▸ **TASK GOAL**: From the passage below on Rossi's plasma devices, set down the portion starting with "I do not think" and going on through "integrated control electronics.".

▸ **TEXT UNDER STUDY**:

How do you control and assemble, not to mention cool and extract energy from as well as, if you believe Rossi, take heat and electricity away, oh and... it does require a DC supply (why?) And there are 50,000 tiny devices CONTAINING A PLASMA to make a megawatt plant?!
I do not think the device exists, so this is a hypothetical question. However, I do not see why it would more difficult than controlling thousands of fuel rods and control rods in a fission reactor, or thousands of small battery cells in an electric car. A robotic plant could manufacture thousands of small plasma devices in a single permanent array, with integrated control electronics.
Vacuum tubes are plasma devices. Toward the end of the vacuum tube computer era, there were reliable machines with tens of thousands of tubes. If the technology had been further developed, with small tubes integrated into a single memory or logic device, that device would be highly reliable. We know that because, in fact, that's what happened. Charles Spindt of SRI and others developed chips with thousands of microscopic integrated vacuum tubes, in microscopic holes, for specialized high speed signal processing. For a while, flat panel displays used similar technology.
As I said, if we pretend these Rossi devices actually exist then . . . Assuming the plasma devices has significant advantages over the macroscopic single reactor e-cat gadgets, the customers would migrate to the small plasma one over time, just as Tesla has migrated to automobile batteries with many cells. Your feeling that macroscopic devices are inherently easier, cheaper or more reliable is based on 19th can 20th century manufacturing technology.

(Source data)
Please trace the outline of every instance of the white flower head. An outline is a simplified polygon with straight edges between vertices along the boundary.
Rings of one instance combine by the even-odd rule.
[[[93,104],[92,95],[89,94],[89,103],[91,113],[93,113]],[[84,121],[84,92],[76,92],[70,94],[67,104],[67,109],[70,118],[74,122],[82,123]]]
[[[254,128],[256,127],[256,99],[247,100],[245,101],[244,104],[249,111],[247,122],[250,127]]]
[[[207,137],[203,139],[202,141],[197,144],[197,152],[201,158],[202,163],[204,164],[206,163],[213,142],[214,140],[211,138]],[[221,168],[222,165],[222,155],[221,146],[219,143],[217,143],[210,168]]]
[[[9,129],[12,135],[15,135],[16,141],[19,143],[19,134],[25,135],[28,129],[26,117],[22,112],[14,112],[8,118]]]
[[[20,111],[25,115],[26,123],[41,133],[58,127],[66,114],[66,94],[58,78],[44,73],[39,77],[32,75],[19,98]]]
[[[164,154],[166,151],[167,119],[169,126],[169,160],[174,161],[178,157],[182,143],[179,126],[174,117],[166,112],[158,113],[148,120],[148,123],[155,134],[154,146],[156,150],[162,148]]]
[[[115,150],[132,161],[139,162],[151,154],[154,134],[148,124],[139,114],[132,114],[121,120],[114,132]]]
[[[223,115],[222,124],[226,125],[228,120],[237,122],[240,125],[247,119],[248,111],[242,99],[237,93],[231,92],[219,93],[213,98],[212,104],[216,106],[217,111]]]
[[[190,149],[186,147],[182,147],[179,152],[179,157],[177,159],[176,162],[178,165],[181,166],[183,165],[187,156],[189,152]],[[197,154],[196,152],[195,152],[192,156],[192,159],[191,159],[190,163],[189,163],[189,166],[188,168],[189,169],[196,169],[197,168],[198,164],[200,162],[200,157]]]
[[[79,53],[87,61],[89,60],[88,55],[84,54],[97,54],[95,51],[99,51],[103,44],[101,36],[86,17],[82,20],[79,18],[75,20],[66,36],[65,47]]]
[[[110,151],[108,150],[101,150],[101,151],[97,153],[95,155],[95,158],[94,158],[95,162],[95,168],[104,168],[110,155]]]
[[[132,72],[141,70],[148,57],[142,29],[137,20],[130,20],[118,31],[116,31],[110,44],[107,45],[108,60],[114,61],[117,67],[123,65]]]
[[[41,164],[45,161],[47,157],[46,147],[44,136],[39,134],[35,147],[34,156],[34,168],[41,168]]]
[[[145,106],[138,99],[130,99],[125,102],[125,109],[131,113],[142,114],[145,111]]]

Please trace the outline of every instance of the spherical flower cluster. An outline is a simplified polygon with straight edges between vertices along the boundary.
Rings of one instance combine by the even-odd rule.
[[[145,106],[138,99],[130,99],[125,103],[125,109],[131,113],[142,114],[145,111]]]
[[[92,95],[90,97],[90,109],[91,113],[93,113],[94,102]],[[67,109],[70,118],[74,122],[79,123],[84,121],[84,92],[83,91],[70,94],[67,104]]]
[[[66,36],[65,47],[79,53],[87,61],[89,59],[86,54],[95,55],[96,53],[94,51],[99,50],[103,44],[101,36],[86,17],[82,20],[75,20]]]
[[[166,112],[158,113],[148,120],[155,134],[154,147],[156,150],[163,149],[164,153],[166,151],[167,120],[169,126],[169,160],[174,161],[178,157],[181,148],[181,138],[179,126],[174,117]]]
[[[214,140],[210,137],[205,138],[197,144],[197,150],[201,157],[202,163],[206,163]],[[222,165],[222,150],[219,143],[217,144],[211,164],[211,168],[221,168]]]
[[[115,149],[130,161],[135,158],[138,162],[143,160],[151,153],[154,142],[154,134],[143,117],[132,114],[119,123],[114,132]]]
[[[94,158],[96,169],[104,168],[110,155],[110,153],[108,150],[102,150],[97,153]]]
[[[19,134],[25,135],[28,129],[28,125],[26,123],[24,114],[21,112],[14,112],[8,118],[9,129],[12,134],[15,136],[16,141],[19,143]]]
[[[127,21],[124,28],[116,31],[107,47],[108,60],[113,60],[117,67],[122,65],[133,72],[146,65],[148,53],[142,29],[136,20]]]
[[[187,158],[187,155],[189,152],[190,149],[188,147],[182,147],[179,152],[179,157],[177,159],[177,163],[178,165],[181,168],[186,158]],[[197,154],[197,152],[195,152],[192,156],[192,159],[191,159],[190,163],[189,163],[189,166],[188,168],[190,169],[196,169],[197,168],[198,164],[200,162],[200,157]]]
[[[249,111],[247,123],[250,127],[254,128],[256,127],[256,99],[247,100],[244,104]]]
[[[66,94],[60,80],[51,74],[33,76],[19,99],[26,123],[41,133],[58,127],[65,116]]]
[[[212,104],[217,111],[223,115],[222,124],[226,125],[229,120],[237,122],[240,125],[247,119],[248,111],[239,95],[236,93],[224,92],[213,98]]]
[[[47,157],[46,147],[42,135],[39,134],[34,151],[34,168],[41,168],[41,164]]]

▸ **OUTPUT**:
I do not think the device exists, so this is a hypothetical question. However, I do not see why it would more difficult than controlling thousands of fuel rods and control rods in a fission reactor, or thousands of small battery cells in an electric car. A robotic plant could manufacture thousands of small plasma devices in a single permanent array, with integrated control electronics.